[Point annotation dataset records]
-------
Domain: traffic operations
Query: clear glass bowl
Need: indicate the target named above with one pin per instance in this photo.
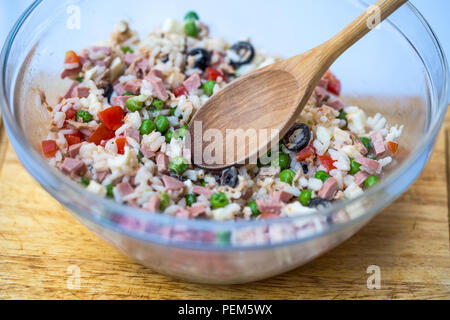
(398, 70)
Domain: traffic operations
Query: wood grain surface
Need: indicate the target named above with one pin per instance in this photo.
(409, 241)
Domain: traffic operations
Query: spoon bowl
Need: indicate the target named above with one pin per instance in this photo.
(251, 115)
-------
Copy out every item again, swapping "pin" for "dot" and changing nothing else. Leave out the pictures.

#### [RESULT FOR THIS EXERCISE]
Domain: traffic operations
Query: clear glass bowl
Need: indicate the target named above with one dot per instance in this photo.
(398, 70)
Domain: traffic operations
Query: wood grain surface
Need: indicate the target named above with one dot per instance in this photo.
(409, 241)
Domain: traffic operations
Query: spoon bowl
Need: indicate the target named above with one dot per instance in this photo.
(251, 115)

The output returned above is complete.